• **AIM**:
Arrange the listing below as a Markdown table with the columns Row and Line, starting at the line that contains "hand in the photo below." and ending at the line that contains "Target: brick wall", with each row numbered. Skip blank lines and leave out the pictures.

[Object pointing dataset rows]
>>
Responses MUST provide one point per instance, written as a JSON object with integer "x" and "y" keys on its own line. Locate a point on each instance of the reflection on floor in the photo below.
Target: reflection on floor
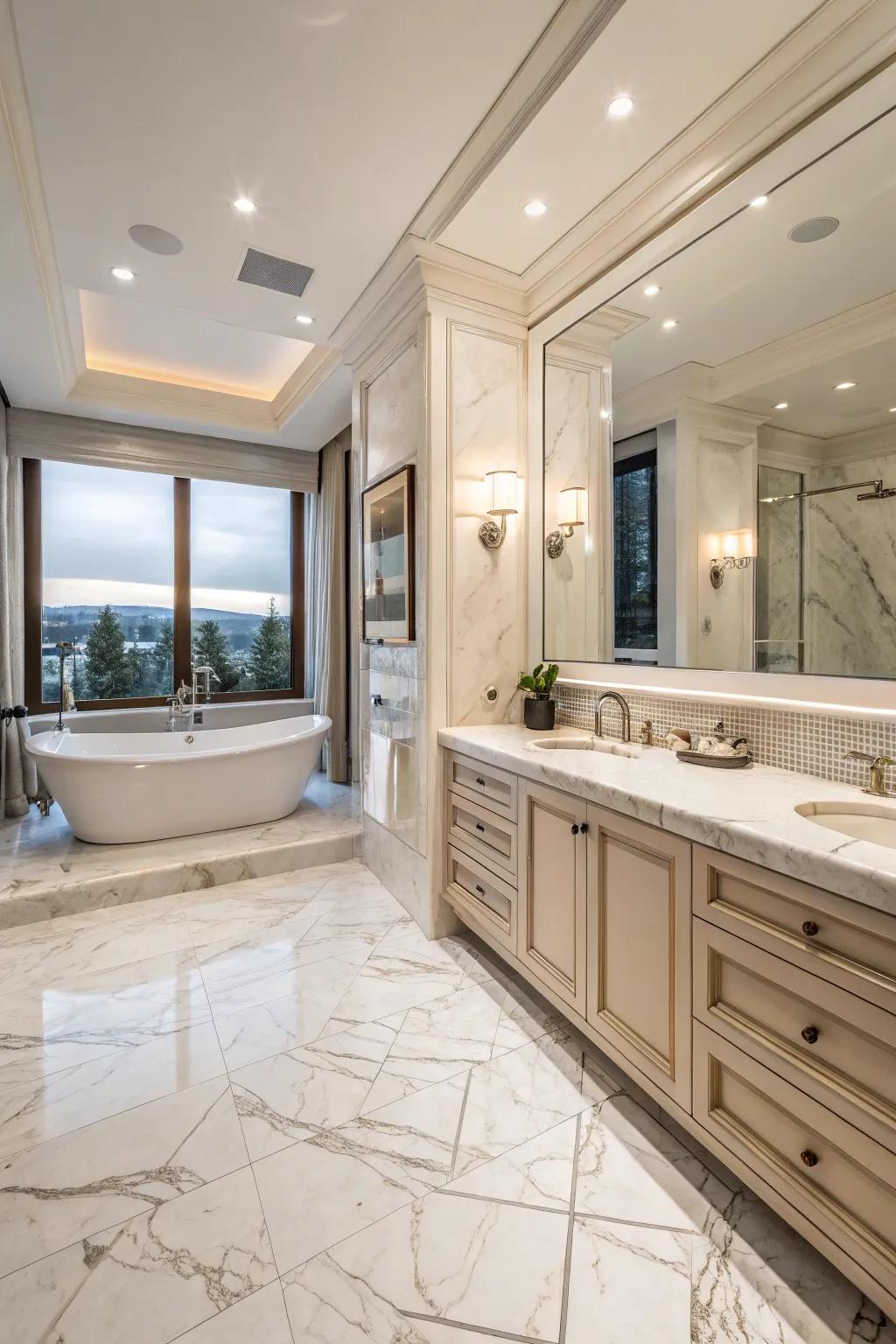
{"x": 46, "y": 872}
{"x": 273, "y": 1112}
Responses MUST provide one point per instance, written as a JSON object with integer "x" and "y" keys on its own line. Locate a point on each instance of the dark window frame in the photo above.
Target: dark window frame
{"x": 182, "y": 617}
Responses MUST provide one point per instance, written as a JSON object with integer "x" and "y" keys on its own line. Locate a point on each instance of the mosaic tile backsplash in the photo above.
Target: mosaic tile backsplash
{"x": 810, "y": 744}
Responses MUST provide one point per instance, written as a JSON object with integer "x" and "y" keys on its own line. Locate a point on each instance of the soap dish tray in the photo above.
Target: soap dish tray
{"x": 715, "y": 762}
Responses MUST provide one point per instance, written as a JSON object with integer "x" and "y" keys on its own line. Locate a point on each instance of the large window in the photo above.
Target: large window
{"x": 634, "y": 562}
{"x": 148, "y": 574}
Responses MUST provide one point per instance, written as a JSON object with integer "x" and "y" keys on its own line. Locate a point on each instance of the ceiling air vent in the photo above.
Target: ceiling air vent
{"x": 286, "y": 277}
<<
>>
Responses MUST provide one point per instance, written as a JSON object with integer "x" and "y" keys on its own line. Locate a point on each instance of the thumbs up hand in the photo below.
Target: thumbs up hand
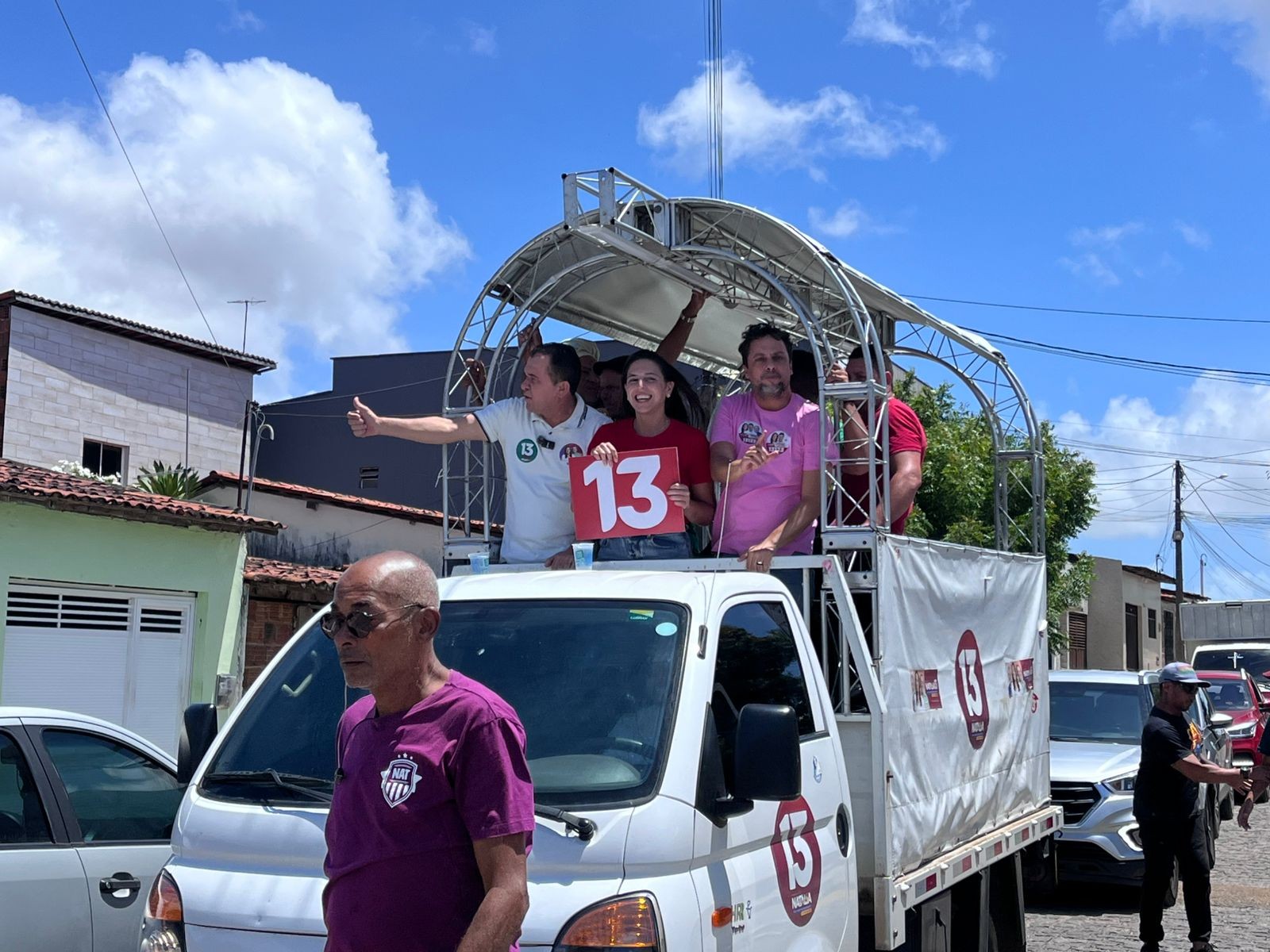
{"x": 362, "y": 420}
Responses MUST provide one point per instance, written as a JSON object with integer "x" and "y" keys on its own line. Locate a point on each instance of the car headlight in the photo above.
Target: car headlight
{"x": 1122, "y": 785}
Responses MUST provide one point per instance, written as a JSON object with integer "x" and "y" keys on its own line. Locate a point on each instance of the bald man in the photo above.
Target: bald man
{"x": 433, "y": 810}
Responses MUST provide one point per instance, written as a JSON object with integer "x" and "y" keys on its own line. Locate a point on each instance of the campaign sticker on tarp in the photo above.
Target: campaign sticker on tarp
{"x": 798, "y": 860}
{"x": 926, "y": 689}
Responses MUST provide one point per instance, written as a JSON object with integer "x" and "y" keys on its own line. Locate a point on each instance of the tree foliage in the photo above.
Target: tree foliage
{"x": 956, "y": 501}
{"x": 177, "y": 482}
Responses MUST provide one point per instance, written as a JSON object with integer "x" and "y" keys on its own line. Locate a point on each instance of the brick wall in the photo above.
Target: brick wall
<<
• **FULL ANSWER**:
| Row | Line |
|---|---|
| 1 | Responses MUST provide one point per instance, written as a JSON object with integer "x" and "y" keys on its own line. Locate a point on each instance of the thumbs up hand in the photo below. |
| 2 | Target: thumbs up hand |
| 3 | {"x": 362, "y": 420} |
| 4 | Responses MUST provide one point per instance, written as a JSON object with integer "x" and "y" keys on its own line. Locate a point on each instance of the car headlight in the photo above. |
| 5 | Target: car headlight |
| 6 | {"x": 1122, "y": 785} |
| 7 | Responses MUST provide one point per instance, written as a JSON object with integer "x" and "y" keys on its own line. Locate a point on each instance of the bald man in the photo above. |
| 8 | Target: bald man |
| 9 | {"x": 433, "y": 810} |
| 10 | Responses MUST provide one point per instance, written as a JSON object with integer "x" and "y" keys on its own line. Locate a point on each instance of the campaign sticker on tarp in the photo above. |
| 11 | Target: campaign sticker on tarp |
| 12 | {"x": 798, "y": 860} |
| 13 | {"x": 926, "y": 689} |
| 14 | Responses MUST provide one point per instance, written as a JSON object with integer "x" and "y" keys on its own line. Locate a point on each instance of the tree foliage in the photo above. |
| 15 | Target: tree foliage |
| 16 | {"x": 956, "y": 501} |
| 17 | {"x": 177, "y": 482} |
| 18 | Responses MUST provide one point per instance, written as a JSON object with integer "x" and "y" keys on its own line. Locate a point on each instance of the brick wall in the photo above. |
| 19 | Target: brick wall |